### Texte du document
Les matériaux accumulés ne sont pas négligeables. Quel bilan établir à la fois du colloque et du travail de long terme mené collectivement à l'initiative de Confrontations ? Les leçons à tirer différent selon les trois thèmes traités lors des EEE de décembre : la problématique générale de sortie de crise ; la gestion du social par l'anticipation des restructurations et la formation ; l'investissement de long terme et son financement.


Un aveuglement des politiques quant à la sortie de crise ?


Sur l'appréciation générale de la situation économique et sociale, il semble y avoir une divergence croissante entre les politiques et les experts. Les premiers agissent implicitement comme si la crise était en voie de résorption quasi-automatique : après avoir soutenu l'activité par des mesures keynésiennes, il s'agirait de passer bientôt le relai au privé, en attendant que le retour de la croissance fasse disparaître les problèmes des dettes. Les économistes et les observateurs se montrent plus inquiets : la dérive des finances publiques causée par la crise (dans un contexte où celles-là étaient déjà affectées par le vieillissement démographique) est telle qu'il semble peu raisonnable de s'en remettre à une amélioration spontanée. Le drame, c'est que les solutions envisagées sont douloureuses. D'où l'importance de donner une perspective à l'action publique, de jouer la carte européenne et de se soucier d'équité.

En effet, face aux problèmes à surmonter, notamment en matière de finances publiques, certaines décisions risquent d'être douloureuses. Les réformes ne se feront donc pas sans un consensus dans les populations. Cette idée ressort des EEE dans la mesure où plusieurs intervenants ont insisté sur la dimension sociale de la sortie de crise. Ainsi, Peggy Holinger a pointé l'avidité financière des uns et le stress au travail des autres. Simon Tilford a souligné que les gouvernements ne pourraient pas faire admettre des coupes dans certaines dépenses publiques sans s'intéresser aux salaires excessifs. D'autant que les finances publiques ont été mobilisées en 2008 pour sauver de la faillite des banques qui versent à nouveau des "boni" vertigineux à leurs traders.

Les questions liées à l'équité et, partant, à l'accessibilité sociale des réformes, mériteraient d'être examinées d'urgence. En effet, parmi les scénarii envisagés lors des EEE, notamment par Philippe Herzog, il n'est pas possible d'écarter celui d'une rechute brutale de l'activité, causée par un krach obligataire. Actuellement, les déficits en pleine dérive trouvent à se financer en raison de l'abondance des liquidités sur les marchés. A part quelques signaux alarmants (défiance envers la Grèce, par exemple), jusqu'ici tout va bien. Mais si les marchés devaient cesser brutalement d'acheter aussi gracieusement la dette émise par les Etats, l'assainissement des finances publiques ne pourrait plus être considéré comme un problème à traiter après-demain.

### Données sources
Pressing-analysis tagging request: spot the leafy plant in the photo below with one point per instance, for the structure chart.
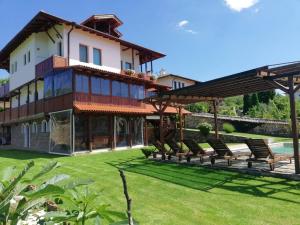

### Objectif
Recopiez sans rien changer le passage du texte sur la sortie de crise qui commence aux mots « En effet, face » et se termine après « à leurs traders. ».

### Résultat attendu
En effet, face aux problèmes à surmonter, notamment en matière de finances publiques, certaines décisions risquent d'être douloureuses. Les réformes ne se feront donc pas sans un consensus dans les populations. Cette idée ressort des EEE dans la mesure où plusieurs intervenants ont insisté sur la dimension sociale de la sortie de crise. Ainsi, Peggy Holinger a pointé l'avidité financière des uns et le stress au travail des autres. Simon Tilford a souligné que les gouvernements ne pourraient pas faire admettre des coupes dans certaines dépenses publiques sans s'intéresser aux salaires excessifs. D'autant que les finances publiques ont été mobilisées en 2008 pour sauver de la faillite des banques qui versent à nouveau des "boni" vertigineux à leurs traders.